--- Begin Text passage ---

SUMMARY OF THE INVENTION
[0006] In accordance with the present invention, precise intensity
control of individual fixtures as well as a high level of
uniformity between all fixtures in an array is achieved. The
present invention provides not only an overall intensity command
capability which permits the selection of one out of several
available overall intensity levels for all of the fixtures in an
array, but further provides a feedback style-arrangement, for
adjusting the output, levels of individual fixtures in small
increments via electronic and other switchable ballasts including
capacitive ballasts and resistive ballasts so that ideally all of
the fixtures in an array of in multiple arrays produce essentially
the same light intensity and color at any given time.
[0007] In the preferred embodiment of the invention, a local
command center is provided at the activity area where, if desired,
an operator can provide inputs through switches or a keyboard or
other types of data entry instrumentalities, to select a normal
overall lighting intensity level for all the fixtures aimed, at the
lighted play area. The selected overall intensity level from the
local command center is communicated to logic systems mounted close
to the fixtures; e.g. on the supports (poles) for the individual
clusters, and from this point, intensity commands are delivered to
multi-level intensity control units, hereinafter termed "dimmer
packs", which preferably contain electronic ballasts capable of
adjusting the intensity level of one or more individual fixtures in
small increments between larger nominally selected increments in
accordance with signals received from photosensors associated with
each individual fixture. For example, if the light, outputs from
two out of eight individual fixtures in a cluster are below the
level selected for all eight fixtures, the sensors associated with
those fixtures develop signals indicating the low output
intensities, and these signals are used to adjust the intensity
level upwardly in increments via the dimmer packs until all of the
fixtures in the cluster are producing light at substantially the
same intensity level.
[0008] The data transfer between the command center and the logic
circuits associated with the dimmer packs can be hard wired but, in
the preferred embodiment described herein, is accomplished by a
short range RF link providing two-way data transfer. Within the
logic itself is a feedback loop including the commanded or
requested intensity signal and an actual intensity signal from the
sensor. If the two match, there is zero error and no adjustment is
made. If there is an error, an adjustment of the correct size and
sense is made.

--- End Text passage ---
--- Begin Stored data ---

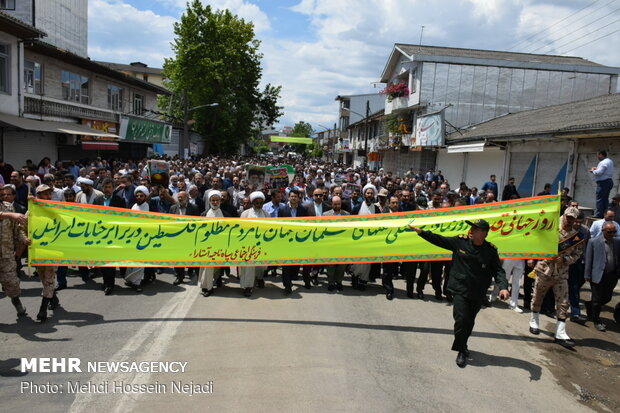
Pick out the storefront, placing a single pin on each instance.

--- End Stored data ---

> [Problems and tasks]
1) From the lighting-control summary, reproduce the passage that begins at the words "[0008] The data" and stops after the words "sense is made.".
2) Rewrite the paragraph of the lighting-control summary that opens with "The data transfer between the command center" in a shorter form, keeping its main facts.

> [Answer set]
1)
[0008] The data transfer between the command center and the logic
circuits associated with the dimmer packs can be hard wired but, in
the preferred embodiment described herein, is accomplished by a
short range RF link providing two-way data transfer. Within the
logic itself is a feedback loop including the commanded or
requested intensity signal and an actual intensity signal from the
sensor. If the two match, there is zero error and no adjustment is
made. If there is an error, an adjustment of the correct size and
sense is made.

2) Data can pass between the command center and the dimmer-pack logic circuits over hard wiring, but the preferred embodiment uses a short-range RF link with two-way data transfer. The logic has a feedback loop that compares the commanded intensity signal with the actual intensity signal from the sensor. When they match, there is zero error and nothing is adjusted. When they differ, an adjustment of the correct size and sense is made.